Пасхальный рассказ в творчестве Федора Сологуба. А.В. Магалашвили

В литературе серебряного века существовала традиция обращения к евангельским текстам для создания произведений календарной литературы, уходящих корнями в образность и семантику христианских праздников. Исследователи выделяют три календарных жанра [1]: рождественский и святочный рассказы, посвященные Рождеству и Святкам (послерождественским праздничным дням), и потому зачастую взаимопроникающие, а также пасхальный рассказ, связанный со Страстной неделей и Пасхой. Эти рассказы публиковались в газетах и журналах, выходили специальными тематическими выпусками и номерами, издавались отдельными сборниками, включались в собрания сочинений.

Пасхальный рассказ, возникший несколько позже своих собратьев, занял особое место в русской литературе. Это объясняется тем, что Пасха — главное православное празднество, тогда как в католической традиции аналогичную роль играет Рождество. Показателен тот факт, что в одном из первых образцов этого жанра, в переводе «Рождественской песни в прозе» Ч. Диккенса, сделанном А. С. Хомяковым еще в середине 40-ых годов 19 века и названном им «Светлое Воскресение. Повесть, заимствованная у Диккенса», при переносе действия в Россию Рождество сменяется Пасхой [2]. Пасхальный рассказ восходит к рождественскому, перенимает его сентиментальную нравоучительность и озабоченность соблюдением христианских норм человеком и обществом, но не воспринимает черт святочного рассказа, повествующего о чудесных историях с участием нечистой силы, испытывающей героя. Пасхальный рассказ замещает карнавальную обрядовость святочного и снежно-ёлочный колорит рождественского картиной весенне-летнего воскресения природы и символикой Пасхи: куличами, крашением яиц, христосыванием.

Атмосфера религиозного действа передается в нем всем комплексом праздников, связанных с Пасхой, от завершающегося Страстной неделей Великого поста до исчисляющихся от Светлого Воскресения праздников Вознесения (на 40-ой день) и Троицы (на 50-ый). Эта череда отражает ход последних событий земной жизни Христа, его воскресения и явлений ученикам, описанных в четырех Евангелиях. Третьим отражением этой последовательности частично становится идейный сюжет пасхального рассказа: духовное воскресение человека, переживающего момент, символическим аналогом которого выступает тот или иной евангельский эпизод. Герой, погруженный в пасхальную обстановку, проходит через страдание и сострадание, разочарование и благовейное ожидание чуда, наконец, перелом к благому духовному перерождению. Сложился своеобразный канон, закрепивший внутренние и внешние особенности жанра.

Сохранённые данные
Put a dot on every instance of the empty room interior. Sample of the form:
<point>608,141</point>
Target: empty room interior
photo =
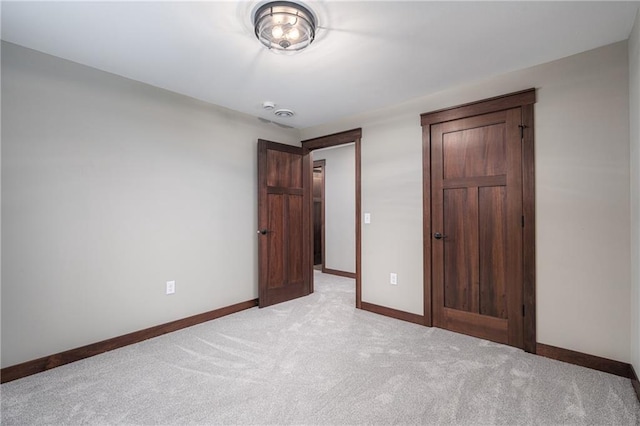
<point>320,212</point>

Обязательные задания
• 1. Выпишите без изменений фрагмент текста о пасхальном рассказе, который начинается словами «Пасхальный рассказ в творчестве» и заканчивается словами «в собрания сочинений.».
• 2. Ответьте на вопросы по тексту о пасхальном рассказе.
(а) Какие три календарных жанра выделяют исследователи?
(б) Кто перевёл «Рождественскую песнь в прозе» Ч. Диккенса?
(в) На какой день после Светлого Воскресения приходится Троица?
• 3. Назовите все приметы пасхальной символики, которые перечислены в тексте о пасхальном рассказе.

Решённые задания
• 1.
Пасхальный рассказ в творчестве Федора Сологуба. А.В. Магалашвили

В литературе серебряного века существовала традиция обращения к евангельским текстам для создания произведений календарной литературы, уходящих корнями в образность и семантику христианских праздников. Исследователи выделяют три календарных жанра [1]: рождественский и святочный рассказы, посвященные Рождеству и Святкам (послерождественским праздничным дням), и потому зачастую взаимопроникающие, а также пасхальный рассказ, связанный со Страстной неделей и Пасхой. Эти рассказы публиковались в газетах и журналах, выходили специальными тематическими выпусками и номерами, издавались отдельными сборниками, включались в собрания сочинений.

• 2.
(а) Рождественский рассказ, святочный рассказ и пасхальный рассказ.
(б) А. С. Хомяков.
(в) На 50-й день.

• 3. Куличи, крашение яиц, христосывание.